_TEKSTFRAGMENT_.
Uitspraak 200400511/1


Volledige tekst

200400511/1.
Datum uitspraak: 22 september 2004

AFDELING
BESTUURSRECHTSPRAAK

Uitspraak op het hoger beroep van:

[appellant], wonend te [woonplaats],

tegen de uitspraak van de rechtbank Amsterdam van 8 december 2003 in het geding tussen:

appellant

en

het dagelijks bestuur van het stadsdeel Amsterdam-Centrum van de gemeente Amsterdam.

1. Procesverloop

Bij besluit van 5 maart 2003 heeft het dagelijks bestuur van het stadsdeel Amsterdam-Centrum (hierna: het dagelijks bestuur) een vergunning als bedoeld in artikel 11 van de Monumentenwet 1988 verleend voor het veranderen van de fundering van het gebouw [locatie 1] te Amsterdam.

Bij besluit van 9 juli 2003 heeft het dagelijks bestuur het daartegen door appellant gemaakte bezwaar, overeenkomstig het advies van de bezwaarschriftencommissie van 13 juni 2003, kennelijk niet-ontvankelijk verklaard.

Bij uitspraak van 8 december 2003, verzonden op 9 december 2003, heeft de rechtbank Amsterdam (hierna: de rechtbank), voorzover hier van belang, het daartegen door appellant ingestelde beroep ongegrond verklaard. Deze uitspraak is aangehecht.

Tegen deze uitspraak heeft appellant bij brief van 16 januari 2004, bij de Raad van State ingekomen op 19 januari 2004, hoger beroep ingesteld. De gronden zijn aangevuld bij brief van 18 februari 2004. Deze laatste brief is aangehecht.

Bij brief van 18 maart 2004 heeft het dagelijks bestuur van antwoord gediend.

Bij brief van 2 juli 2004 zijn door appellant nadere stukken ingediend. Deze zijn aan de andere partijen gezonden.

_AANGELEVERD MATERIAAL_.
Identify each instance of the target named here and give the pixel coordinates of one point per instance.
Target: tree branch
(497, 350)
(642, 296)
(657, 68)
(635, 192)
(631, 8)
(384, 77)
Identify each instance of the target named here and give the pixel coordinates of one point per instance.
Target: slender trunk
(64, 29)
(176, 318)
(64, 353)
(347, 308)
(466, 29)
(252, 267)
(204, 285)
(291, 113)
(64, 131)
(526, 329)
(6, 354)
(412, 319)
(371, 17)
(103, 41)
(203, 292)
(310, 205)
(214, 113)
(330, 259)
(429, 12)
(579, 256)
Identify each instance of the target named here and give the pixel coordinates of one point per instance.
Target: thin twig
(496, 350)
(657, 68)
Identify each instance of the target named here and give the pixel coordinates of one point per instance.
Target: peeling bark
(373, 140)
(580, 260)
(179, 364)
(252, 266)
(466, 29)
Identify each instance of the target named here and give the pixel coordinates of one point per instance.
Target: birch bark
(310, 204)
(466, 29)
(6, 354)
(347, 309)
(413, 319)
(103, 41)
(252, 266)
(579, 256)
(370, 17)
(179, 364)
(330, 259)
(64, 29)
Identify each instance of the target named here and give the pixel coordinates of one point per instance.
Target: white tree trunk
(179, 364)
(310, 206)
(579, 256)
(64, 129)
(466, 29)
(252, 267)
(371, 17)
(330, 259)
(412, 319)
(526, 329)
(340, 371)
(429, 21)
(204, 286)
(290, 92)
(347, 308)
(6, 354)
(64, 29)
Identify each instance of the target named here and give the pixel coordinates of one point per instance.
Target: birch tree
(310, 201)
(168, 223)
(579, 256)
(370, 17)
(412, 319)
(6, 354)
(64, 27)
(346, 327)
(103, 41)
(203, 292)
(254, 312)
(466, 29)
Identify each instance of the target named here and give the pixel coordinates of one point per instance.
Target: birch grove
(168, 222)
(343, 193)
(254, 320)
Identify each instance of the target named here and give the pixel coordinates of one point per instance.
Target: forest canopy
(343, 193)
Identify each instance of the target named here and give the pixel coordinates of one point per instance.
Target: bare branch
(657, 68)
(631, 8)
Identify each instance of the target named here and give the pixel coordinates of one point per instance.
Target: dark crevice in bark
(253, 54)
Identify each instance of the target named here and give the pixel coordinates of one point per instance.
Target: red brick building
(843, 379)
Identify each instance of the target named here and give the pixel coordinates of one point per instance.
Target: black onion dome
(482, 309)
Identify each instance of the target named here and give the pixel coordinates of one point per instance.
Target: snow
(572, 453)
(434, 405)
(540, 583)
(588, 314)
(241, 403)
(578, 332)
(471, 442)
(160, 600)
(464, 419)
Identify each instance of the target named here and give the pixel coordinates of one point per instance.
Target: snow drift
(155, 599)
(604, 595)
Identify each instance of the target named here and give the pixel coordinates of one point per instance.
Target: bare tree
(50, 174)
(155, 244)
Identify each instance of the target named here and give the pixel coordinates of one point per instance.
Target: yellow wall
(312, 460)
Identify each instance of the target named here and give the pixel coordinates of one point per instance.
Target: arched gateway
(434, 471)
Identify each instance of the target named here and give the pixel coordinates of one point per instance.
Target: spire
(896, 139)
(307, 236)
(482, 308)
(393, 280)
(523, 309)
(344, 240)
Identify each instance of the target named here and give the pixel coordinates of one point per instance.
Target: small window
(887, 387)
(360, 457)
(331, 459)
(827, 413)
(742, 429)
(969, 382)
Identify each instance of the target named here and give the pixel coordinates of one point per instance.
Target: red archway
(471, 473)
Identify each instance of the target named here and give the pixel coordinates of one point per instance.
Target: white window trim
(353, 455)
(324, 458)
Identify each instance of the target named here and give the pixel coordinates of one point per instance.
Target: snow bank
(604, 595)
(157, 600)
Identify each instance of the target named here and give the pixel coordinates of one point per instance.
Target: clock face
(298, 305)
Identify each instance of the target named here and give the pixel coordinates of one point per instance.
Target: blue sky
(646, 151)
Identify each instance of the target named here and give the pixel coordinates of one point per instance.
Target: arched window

_OPDRACHTEN_.
A. Noem alle data van brieven die in het tekstfragment worden genoemd.
B. Op welke datum verklaarde het dagelijks bestuur volgens het tekstfragment het bezwaar van appellant kennelijk niet-ontvankelijk?
C. Zet het tekstfragment over dit hoger beroep voort na de laatste zin.
De gegevens doen hier niet ter zake.

_ANTWOORDEN PER OPDRACHT_.
A. 16 januari 2004, 18 februari 2004, 18 maart 2004, 2 juli 2004

B. Op 9 juli 2003.

C.
Op haar verzoek is de Vereniging van Eigenaren [locatie 1], vergunninghouder, op de voet van artikel 8:26 van de Algemene wet bestuursrecht (hierna: de Awb) als partij tot het geding toegelaten. Bij fax van 14 juli 2004 is door haar een reactie ingediend.

De zaak is door een meervoudige kamer van de Afdeling verwezen naar een enkelvoudige.

De Afdeling heeft de zaak ter zitting behandeld op 15 juli 2004, waar appellant in persoon, bijgestaan door mr. O.W. Wagenaar, werkzaam bij DAS Rechtsbijstand, en het dagelijks bestuur, vertegenwoordigd door mr. G.A. van der Burg, ambtenaar bij het stadsdeel Amsterdam-Centrum, zijn verschenen.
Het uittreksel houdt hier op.